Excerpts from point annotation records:
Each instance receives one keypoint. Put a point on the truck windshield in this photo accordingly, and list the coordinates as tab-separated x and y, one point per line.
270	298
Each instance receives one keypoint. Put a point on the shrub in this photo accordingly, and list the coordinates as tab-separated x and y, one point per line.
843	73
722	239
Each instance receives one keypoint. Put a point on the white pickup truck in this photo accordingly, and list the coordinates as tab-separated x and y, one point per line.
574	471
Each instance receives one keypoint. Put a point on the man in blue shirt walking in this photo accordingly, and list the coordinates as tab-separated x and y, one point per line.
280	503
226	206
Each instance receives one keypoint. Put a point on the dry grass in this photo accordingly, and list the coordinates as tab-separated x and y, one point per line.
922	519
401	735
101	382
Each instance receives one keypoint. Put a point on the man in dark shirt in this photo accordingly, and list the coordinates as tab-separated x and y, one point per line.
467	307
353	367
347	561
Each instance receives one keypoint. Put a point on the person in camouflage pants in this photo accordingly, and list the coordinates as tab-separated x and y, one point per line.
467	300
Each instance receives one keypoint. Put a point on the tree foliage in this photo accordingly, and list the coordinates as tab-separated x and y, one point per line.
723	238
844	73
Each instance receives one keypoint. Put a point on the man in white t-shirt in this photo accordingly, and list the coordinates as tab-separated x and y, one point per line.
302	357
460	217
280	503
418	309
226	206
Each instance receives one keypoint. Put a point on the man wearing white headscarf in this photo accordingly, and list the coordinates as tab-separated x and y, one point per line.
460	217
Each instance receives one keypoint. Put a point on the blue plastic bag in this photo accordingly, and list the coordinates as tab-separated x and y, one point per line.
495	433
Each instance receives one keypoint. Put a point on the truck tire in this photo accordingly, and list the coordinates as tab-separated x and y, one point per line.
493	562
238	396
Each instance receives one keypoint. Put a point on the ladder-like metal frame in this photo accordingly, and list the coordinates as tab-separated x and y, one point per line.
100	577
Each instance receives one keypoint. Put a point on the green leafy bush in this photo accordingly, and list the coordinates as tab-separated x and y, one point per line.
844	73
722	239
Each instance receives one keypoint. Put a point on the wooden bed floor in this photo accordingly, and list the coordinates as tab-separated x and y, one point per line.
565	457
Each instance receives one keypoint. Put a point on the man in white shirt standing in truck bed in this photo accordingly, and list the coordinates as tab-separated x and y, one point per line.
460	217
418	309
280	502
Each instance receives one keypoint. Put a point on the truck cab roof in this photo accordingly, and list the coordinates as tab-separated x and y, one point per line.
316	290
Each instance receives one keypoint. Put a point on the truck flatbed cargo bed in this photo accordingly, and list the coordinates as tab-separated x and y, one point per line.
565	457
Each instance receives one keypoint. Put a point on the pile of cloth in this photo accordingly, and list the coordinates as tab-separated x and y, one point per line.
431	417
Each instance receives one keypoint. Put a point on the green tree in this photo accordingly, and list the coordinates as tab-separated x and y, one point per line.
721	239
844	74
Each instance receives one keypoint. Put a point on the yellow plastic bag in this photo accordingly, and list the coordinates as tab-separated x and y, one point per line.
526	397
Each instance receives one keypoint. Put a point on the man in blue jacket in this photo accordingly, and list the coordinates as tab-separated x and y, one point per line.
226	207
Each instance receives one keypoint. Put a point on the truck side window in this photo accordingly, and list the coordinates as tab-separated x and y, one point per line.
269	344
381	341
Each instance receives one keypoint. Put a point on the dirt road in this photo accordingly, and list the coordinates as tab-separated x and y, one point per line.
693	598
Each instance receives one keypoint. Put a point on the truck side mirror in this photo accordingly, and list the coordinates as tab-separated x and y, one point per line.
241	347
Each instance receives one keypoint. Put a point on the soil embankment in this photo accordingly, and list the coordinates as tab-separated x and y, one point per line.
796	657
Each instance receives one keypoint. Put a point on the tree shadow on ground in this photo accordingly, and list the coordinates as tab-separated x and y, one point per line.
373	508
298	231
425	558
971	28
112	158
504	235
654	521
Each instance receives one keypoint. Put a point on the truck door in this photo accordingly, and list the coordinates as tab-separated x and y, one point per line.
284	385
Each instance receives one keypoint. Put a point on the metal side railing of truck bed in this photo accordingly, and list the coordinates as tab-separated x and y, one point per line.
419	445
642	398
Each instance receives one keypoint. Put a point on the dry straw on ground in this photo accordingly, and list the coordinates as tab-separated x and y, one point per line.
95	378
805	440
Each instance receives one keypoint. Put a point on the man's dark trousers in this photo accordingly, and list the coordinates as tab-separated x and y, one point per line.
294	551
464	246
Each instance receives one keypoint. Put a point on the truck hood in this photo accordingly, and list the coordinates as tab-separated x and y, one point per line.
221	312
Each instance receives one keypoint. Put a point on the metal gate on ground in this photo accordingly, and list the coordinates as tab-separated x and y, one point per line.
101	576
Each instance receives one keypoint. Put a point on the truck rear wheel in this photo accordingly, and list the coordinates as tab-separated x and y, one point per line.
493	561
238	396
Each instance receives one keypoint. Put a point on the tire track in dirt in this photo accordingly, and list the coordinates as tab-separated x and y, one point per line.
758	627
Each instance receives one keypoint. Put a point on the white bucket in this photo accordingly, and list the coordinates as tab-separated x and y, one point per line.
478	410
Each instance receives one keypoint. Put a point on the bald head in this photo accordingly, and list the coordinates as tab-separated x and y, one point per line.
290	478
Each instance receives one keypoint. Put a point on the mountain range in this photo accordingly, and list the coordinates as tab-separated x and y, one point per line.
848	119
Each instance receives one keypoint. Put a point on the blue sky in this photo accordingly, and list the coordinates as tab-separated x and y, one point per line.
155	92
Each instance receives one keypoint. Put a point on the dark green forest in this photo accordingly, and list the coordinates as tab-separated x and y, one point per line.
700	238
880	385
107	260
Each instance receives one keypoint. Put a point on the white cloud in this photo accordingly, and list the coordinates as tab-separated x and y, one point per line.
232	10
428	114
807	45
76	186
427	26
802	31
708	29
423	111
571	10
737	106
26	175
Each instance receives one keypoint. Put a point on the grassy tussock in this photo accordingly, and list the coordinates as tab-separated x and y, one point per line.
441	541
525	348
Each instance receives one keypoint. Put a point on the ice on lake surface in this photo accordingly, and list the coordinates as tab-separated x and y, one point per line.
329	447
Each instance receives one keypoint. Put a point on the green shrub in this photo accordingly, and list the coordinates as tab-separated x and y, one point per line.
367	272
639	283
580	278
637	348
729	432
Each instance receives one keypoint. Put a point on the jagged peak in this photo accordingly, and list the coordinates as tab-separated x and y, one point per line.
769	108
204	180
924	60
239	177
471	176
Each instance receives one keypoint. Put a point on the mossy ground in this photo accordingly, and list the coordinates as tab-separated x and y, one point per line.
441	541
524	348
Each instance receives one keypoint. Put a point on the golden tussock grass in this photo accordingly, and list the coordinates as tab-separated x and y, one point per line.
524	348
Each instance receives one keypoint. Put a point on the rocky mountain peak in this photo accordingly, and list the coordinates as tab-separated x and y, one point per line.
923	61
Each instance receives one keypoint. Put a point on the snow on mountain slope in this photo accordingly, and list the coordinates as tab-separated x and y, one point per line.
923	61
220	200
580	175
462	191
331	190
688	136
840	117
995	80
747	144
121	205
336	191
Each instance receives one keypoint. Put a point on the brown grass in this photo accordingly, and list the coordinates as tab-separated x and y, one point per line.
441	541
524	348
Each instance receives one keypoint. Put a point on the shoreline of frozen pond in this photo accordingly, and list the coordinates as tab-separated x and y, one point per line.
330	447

## PROBLEM TO SOLVE
Please format the records as a numbered list, starting at the line that contains "the green shrub" and ending at the last line of the records, with any blank lines left out.

## RESULT OF THE EXERCISE
1. Each instance receives one keypoint. Put a point on the green shrub in this photo accordingly, and list the coordinates as tab-separated x and y, one point per line.
2. 367	272
3. 639	283
4. 580	278
5. 637	348
6. 729	432
7. Each instance receives one keypoint. Put a point on the jagged peak in this photo accordingly, and list the coordinates as tab-separated x and y, one point per line.
8. 769	108
9. 204	180
10. 924	60
11. 239	177
12. 471	176
13. Each instance receives one keypoint. Put a point on the mossy ground in this photo accordingly, and list the coordinates as tab-separated x and y, one point per line.
14. 441	541
15. 524	348
16. Each instance receives one keypoint. Put a point on the golden tussock grass in this photo accordingly, and list the coordinates as tab-separated x and y, one point per line.
17. 524	348
18. Each instance receives one keypoint. Put a point on the rocky mountain peak in this photo accordingly, and list the coordinates as tab-separated x and y, one point per line.
19. 923	61
20. Each instance receives one keypoint. Put a point on the snow on mountain slope in this photo accordingly, and list the coordinates as tab-separated x and y, one point per line.
21. 923	61
22. 220	200
23. 580	175
24. 462	191
25. 331	190
26. 688	136
27. 840	117
28. 995	80
29. 747	144
30. 121	205
31. 336	191
32. Each instance receives one keypoint. Put a point on the brown grass in this photo accordingly, and list the coordinates as tab-separated x and y, one point per line.
33. 441	541
34. 524	348
35. Each instance receives one keypoint. Put a point on the shoreline of frozen pond in this photo accordingly, and list the coordinates as tab-separated x and y, one point per line.
36. 330	447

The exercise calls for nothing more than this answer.